# Passage for review:
How an email bounce back helped me reconnect with myself
Career08.09.2025

In the middle of COVID, I made a promise to myself: I was going to keep everything afloat. My team, my business, my family, my sanity – nothing was going to slip through the cracks. It wasn’t strategic, it wasn’t clinical – it was emotional. And it weighed on me heavily. I was stretched thin, constantly on edge, and trying to hold it all together.
One afternoon, desperate for a reset, I went for a forest walk. It should have been peaceful. But let’s be honest: my phone was glued to my hand. I wasn’t connecting with nature – I was connecting with my inbox.
And then it happened.
An email popped up from the Fairmont Lake Louise: Two spots left in our yoga retreat. Without hesitation, I hit reply and typed: I’m in. Sent it off with the speed of someone grabbing the last life jacket on a sinking ship.
Seconds later: Delivery failure. It was a no-reply account. Of course it was. I actually laughed out loud in the middle of the woods – because who tries to register for a yoga retreat by emailing a robot? Me.
So I regrouped, followed the actual registration process, and this time it worked. And then – I went.

# Extracted records:
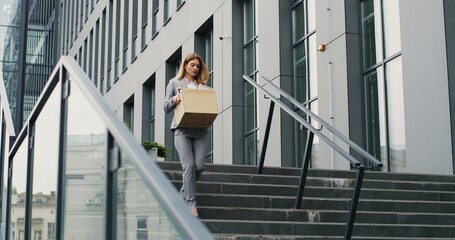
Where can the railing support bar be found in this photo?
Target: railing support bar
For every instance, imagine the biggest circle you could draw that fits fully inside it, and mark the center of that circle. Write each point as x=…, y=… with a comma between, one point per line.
x=354, y=202
x=304, y=173
x=266, y=137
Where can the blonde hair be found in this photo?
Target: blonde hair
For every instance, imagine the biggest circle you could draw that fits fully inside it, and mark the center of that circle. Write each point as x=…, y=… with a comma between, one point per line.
x=203, y=73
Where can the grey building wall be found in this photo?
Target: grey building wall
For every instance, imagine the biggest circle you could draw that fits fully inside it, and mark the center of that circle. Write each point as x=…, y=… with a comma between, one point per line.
x=338, y=71
x=426, y=97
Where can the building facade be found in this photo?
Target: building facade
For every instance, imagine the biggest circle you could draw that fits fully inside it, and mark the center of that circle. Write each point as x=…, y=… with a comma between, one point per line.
x=384, y=78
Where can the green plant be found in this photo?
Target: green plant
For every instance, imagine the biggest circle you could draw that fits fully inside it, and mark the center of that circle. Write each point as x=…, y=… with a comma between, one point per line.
x=162, y=150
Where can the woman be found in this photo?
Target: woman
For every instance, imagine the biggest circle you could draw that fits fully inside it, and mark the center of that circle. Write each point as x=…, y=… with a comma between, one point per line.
x=190, y=142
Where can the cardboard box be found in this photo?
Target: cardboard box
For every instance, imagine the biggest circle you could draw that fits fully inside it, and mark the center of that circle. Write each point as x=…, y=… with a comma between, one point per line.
x=198, y=108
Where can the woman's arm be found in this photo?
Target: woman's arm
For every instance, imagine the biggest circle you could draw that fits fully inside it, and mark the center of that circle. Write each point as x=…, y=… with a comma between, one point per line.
x=169, y=104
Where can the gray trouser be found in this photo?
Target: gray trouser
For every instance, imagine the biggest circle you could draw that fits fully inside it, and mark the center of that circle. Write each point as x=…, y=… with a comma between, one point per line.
x=191, y=144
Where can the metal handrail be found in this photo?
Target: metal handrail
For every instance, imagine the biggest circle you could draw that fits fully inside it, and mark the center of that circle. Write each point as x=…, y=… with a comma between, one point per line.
x=327, y=126
x=313, y=131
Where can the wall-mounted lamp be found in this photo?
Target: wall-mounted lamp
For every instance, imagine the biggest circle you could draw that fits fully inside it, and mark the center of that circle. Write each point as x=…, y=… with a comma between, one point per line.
x=321, y=48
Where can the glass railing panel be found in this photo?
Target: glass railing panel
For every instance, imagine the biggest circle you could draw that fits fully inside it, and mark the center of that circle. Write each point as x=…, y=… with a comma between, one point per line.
x=4, y=176
x=139, y=214
x=45, y=168
x=17, y=192
x=84, y=170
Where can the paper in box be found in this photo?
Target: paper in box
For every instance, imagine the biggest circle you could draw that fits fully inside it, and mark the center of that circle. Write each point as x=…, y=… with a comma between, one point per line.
x=197, y=108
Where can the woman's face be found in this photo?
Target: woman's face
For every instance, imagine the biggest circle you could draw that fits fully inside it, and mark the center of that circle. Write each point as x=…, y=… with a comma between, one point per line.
x=192, y=68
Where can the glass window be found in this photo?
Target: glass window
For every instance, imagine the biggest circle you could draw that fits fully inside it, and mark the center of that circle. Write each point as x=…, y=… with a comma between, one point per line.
x=383, y=92
x=304, y=81
x=128, y=113
x=141, y=226
x=126, y=12
x=110, y=37
x=103, y=50
x=84, y=57
x=117, y=40
x=144, y=23
x=45, y=161
x=369, y=34
x=395, y=104
x=134, y=41
x=166, y=16
x=90, y=57
x=180, y=3
x=249, y=69
x=96, y=53
x=155, y=8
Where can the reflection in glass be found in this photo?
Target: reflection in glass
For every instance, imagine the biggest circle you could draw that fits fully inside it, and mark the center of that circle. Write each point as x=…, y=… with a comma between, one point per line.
x=45, y=168
x=376, y=117
x=298, y=22
x=4, y=179
x=84, y=170
x=139, y=215
x=300, y=72
x=392, y=31
x=17, y=192
x=395, y=104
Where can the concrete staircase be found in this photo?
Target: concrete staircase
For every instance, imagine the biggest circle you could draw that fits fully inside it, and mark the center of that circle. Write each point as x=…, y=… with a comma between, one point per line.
x=236, y=203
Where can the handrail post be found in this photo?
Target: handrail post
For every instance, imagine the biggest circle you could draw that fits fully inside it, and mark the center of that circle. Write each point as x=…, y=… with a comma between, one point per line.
x=354, y=203
x=266, y=137
x=303, y=175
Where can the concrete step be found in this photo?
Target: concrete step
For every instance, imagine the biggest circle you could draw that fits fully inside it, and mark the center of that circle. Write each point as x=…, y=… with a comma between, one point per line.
x=264, y=201
x=285, y=171
x=340, y=216
x=316, y=191
x=328, y=229
x=236, y=203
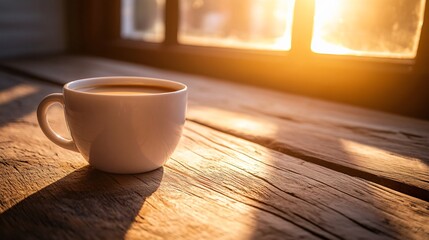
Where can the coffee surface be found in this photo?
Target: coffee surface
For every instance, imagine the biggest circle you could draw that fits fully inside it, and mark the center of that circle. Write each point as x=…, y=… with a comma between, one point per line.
x=125, y=89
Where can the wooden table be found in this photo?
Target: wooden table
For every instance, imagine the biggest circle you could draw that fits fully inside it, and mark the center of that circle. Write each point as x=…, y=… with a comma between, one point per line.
x=252, y=164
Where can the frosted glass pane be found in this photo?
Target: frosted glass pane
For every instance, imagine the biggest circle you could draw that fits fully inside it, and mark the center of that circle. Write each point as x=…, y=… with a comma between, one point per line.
x=256, y=24
x=143, y=20
x=377, y=28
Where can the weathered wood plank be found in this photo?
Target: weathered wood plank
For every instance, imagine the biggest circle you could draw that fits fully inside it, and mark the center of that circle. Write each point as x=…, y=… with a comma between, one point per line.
x=383, y=148
x=215, y=186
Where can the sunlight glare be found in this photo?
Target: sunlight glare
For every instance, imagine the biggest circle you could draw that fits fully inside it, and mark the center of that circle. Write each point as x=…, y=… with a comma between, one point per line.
x=374, y=28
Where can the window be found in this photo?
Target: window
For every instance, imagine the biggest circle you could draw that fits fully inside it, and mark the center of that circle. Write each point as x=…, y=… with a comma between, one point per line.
x=143, y=20
x=257, y=24
x=374, y=28
x=371, y=53
x=378, y=28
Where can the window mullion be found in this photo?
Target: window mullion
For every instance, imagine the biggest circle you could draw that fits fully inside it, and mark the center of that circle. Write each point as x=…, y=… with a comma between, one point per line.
x=171, y=21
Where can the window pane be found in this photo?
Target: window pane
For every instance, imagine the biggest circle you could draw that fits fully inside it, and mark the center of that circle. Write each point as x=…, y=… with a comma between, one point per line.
x=378, y=28
x=143, y=20
x=257, y=24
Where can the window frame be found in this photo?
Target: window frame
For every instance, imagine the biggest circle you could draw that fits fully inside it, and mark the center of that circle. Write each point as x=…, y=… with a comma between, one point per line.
x=331, y=77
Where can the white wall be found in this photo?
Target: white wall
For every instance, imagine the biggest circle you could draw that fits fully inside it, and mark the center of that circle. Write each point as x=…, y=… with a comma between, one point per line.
x=31, y=27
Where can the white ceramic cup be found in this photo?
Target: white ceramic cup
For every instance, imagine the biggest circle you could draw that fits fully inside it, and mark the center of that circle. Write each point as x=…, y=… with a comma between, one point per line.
x=119, y=133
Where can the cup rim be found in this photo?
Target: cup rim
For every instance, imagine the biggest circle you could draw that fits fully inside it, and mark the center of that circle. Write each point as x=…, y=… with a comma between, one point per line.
x=177, y=86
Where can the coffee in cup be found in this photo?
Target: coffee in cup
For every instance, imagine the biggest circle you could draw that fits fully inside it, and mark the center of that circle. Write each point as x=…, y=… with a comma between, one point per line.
x=120, y=124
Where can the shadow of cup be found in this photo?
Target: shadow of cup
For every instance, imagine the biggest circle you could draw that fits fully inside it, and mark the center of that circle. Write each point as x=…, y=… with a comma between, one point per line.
x=87, y=203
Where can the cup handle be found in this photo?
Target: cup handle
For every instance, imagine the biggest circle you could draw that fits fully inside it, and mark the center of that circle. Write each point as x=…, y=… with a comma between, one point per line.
x=46, y=128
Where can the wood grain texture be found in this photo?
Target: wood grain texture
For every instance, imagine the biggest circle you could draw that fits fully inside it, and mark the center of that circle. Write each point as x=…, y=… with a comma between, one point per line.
x=387, y=149
x=214, y=186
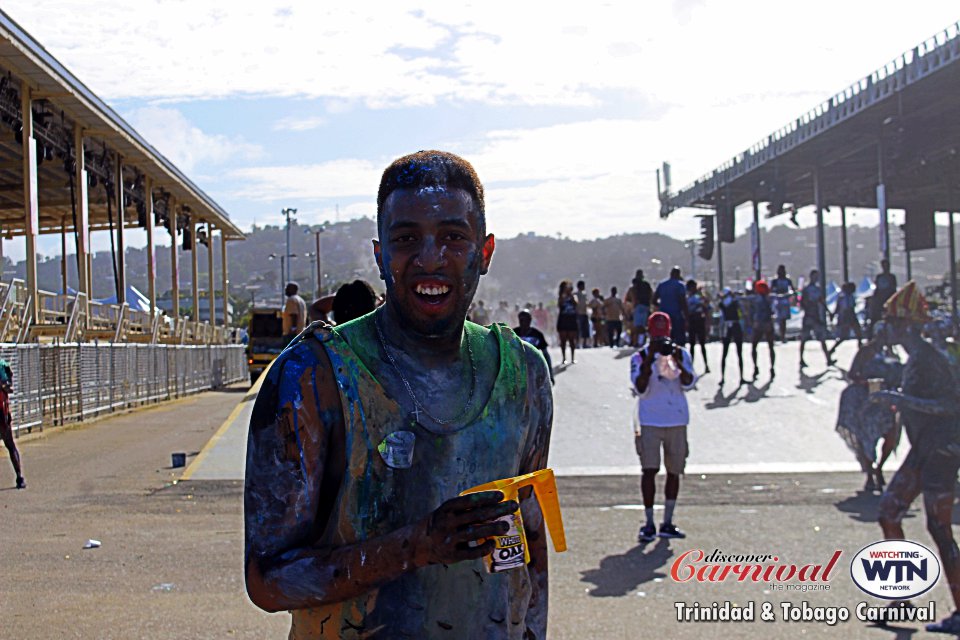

# What to work on:
Continue the essay about the email bounce back, starting after "And then – I went." The rows are separate material and have nothing to do with the essay.

# Answer to this task:
I drove through the mountains in a white Jeep, music turned up, windows down. I hiked until my legs burned and my lungs reminded me what fresh air felt like. I did yoga against a backdrop so beautiful it looked like a screensaver. I made new friends, laughed until my cheeks hurt, and reconnected with myself at a time when I needed it most.
And here’s the thing: women need this. Men don’t agonize about whether they “deserve” a golf weekend or a fishing trip. They just go. But women – we wrestle with guilt. We feel pressure. We tell ourselves it’s indulgent, selfish, irresponsible.
That’s exactly why we created The Women’s Retreat. A space where women can take time, unabashedly. To immerse themselves in the beauty of our country. To surround themselves with a network of strong women. To step away from the weight of daily obligations and finally breathe.
Because what I learned at Lake Louise is this: when you step away, the world doesn’t fall apart. But you come back stronger, clearer, and more yourself.
Sometimes the best decisions begin with an email that bounces right back.